» OBJECTIVE
Would you retype, word for word, the line with "wearing beanie hat" and every line after it through the end of the records below?

────────────────────────────────────────

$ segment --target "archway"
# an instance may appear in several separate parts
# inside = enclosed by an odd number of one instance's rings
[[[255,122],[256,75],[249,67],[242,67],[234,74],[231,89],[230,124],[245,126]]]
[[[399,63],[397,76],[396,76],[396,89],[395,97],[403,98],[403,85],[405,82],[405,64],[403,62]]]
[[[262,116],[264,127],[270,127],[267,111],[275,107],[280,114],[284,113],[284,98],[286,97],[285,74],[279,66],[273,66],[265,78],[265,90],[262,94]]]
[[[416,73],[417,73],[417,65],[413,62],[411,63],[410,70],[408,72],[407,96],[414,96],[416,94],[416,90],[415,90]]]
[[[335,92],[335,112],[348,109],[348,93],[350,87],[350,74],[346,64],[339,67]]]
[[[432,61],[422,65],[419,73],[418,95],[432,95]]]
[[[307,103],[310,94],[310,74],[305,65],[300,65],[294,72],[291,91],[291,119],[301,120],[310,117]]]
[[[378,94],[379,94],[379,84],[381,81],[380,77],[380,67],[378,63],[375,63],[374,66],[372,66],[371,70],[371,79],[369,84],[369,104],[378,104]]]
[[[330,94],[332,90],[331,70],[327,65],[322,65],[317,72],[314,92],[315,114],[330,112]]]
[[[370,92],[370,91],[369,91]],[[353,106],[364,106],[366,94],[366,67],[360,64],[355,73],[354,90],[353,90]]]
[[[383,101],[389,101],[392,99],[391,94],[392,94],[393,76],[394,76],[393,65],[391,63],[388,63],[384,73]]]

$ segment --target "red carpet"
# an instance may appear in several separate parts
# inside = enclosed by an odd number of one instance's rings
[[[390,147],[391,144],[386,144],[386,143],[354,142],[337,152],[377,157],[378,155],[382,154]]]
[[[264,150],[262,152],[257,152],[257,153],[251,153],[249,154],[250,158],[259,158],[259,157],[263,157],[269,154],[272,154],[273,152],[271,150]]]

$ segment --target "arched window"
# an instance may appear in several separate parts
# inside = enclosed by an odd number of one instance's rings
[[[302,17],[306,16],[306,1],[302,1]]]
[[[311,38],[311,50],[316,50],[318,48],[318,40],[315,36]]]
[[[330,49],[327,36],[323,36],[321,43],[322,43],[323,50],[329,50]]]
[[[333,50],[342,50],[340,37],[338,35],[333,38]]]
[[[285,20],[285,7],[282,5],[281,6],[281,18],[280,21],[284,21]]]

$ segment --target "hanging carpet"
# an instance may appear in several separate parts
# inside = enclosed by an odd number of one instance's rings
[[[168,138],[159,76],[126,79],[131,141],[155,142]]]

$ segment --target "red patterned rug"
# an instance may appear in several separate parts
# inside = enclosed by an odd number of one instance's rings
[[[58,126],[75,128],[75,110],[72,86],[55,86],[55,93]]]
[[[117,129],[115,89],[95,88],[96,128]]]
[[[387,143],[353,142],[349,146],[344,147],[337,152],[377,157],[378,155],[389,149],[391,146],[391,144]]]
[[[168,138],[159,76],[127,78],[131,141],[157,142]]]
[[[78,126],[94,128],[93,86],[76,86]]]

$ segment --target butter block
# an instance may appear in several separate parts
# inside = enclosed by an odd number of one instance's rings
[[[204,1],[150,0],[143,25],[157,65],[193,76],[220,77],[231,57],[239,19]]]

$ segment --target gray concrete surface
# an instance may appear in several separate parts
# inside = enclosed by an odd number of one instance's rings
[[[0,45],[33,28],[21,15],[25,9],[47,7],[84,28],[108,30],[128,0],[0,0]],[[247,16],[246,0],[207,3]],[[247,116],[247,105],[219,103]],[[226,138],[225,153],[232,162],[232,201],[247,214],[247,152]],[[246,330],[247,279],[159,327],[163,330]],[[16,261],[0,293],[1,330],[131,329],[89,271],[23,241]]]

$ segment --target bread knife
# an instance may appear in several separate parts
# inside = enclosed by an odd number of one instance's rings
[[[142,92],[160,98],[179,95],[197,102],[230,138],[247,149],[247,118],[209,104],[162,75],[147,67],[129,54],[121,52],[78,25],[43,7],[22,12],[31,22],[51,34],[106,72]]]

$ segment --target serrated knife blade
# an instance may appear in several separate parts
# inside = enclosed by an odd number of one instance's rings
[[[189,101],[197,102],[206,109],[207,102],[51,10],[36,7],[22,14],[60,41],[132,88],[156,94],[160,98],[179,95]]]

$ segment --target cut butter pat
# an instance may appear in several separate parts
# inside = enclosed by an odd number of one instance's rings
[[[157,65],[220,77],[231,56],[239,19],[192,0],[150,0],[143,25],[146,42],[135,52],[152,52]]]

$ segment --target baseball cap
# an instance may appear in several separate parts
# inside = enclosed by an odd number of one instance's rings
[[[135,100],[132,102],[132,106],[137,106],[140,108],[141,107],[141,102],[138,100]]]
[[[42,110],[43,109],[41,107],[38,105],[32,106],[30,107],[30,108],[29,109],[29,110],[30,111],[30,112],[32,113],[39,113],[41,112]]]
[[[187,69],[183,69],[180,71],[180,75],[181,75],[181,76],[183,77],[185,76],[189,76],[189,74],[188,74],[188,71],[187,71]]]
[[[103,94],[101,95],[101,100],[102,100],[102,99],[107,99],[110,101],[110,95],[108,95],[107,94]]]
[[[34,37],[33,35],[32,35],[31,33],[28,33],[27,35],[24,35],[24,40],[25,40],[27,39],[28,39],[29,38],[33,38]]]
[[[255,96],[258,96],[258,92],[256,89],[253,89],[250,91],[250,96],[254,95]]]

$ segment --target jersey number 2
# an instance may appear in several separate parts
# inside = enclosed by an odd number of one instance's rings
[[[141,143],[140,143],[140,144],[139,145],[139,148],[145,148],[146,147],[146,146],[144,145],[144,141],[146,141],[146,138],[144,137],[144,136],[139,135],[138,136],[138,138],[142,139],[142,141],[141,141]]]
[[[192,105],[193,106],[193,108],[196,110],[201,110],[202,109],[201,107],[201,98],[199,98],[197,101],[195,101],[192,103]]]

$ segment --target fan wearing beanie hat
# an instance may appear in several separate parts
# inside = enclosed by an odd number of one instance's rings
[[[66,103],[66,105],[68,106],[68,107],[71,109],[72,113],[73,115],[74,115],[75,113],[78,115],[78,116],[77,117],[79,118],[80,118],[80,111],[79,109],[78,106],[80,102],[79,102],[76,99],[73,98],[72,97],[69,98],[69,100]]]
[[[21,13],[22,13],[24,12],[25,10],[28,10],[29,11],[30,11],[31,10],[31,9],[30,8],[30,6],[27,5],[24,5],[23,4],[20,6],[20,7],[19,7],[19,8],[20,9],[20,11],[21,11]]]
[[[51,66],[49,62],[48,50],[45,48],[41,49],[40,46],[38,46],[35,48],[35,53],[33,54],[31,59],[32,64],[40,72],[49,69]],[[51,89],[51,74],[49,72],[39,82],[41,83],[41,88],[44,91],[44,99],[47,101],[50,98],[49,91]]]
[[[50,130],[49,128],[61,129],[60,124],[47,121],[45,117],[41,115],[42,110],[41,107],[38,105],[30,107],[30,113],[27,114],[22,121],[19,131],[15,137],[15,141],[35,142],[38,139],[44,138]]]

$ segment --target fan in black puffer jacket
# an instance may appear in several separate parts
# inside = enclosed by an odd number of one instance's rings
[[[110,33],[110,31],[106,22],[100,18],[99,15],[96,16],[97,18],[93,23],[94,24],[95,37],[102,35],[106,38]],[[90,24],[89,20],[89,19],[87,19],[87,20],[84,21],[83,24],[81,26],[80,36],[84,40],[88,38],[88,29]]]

────────────────────────────────────────

» EXERCISE OUTPUT
$ segment --target fan wearing beanie hat
# an instance may appear in several separate parts
# inside = enclosed by an odd number of one instance's rings
[[[66,103],[66,105],[68,106],[68,107],[71,109],[72,113],[73,115],[74,115],[75,113],[78,115],[78,116],[77,117],[79,118],[80,118],[80,111],[79,109],[78,106],[80,102],[79,102],[76,99],[73,98],[72,97],[69,98],[69,100]]]
[[[21,13],[22,13],[24,12],[25,10],[28,10],[29,11],[30,11],[31,10],[31,9],[30,8],[30,6],[27,5],[24,5],[23,4],[20,6],[20,7],[19,7],[19,8],[20,9],[20,11],[21,11]]]
[[[51,66],[49,62],[48,50],[45,48],[41,49],[40,46],[38,46],[35,48],[35,53],[33,54],[31,59],[32,64],[40,72],[49,69]],[[51,89],[51,74],[49,72],[39,82],[41,83],[41,88],[44,91],[44,99],[47,101],[50,98],[49,91]]]
[[[50,130],[49,128],[61,129],[60,124],[47,121],[45,117],[41,115],[42,110],[41,107],[38,105],[30,107],[30,113],[27,114],[22,121],[19,131],[15,137],[15,141],[35,142],[38,139],[44,138]]]

$ segment --target fan in black puffer jacket
# an instance may appear in several separate parts
# inside = enclosed by an odd number of one instance's rings
[[[110,33],[110,31],[106,22],[100,18],[99,15],[96,16],[97,18],[93,23],[94,24],[95,37],[102,35],[106,38]],[[90,24],[89,20],[89,19],[87,19],[87,20],[84,21],[83,24],[81,26],[80,36],[84,40],[88,38],[88,29]]]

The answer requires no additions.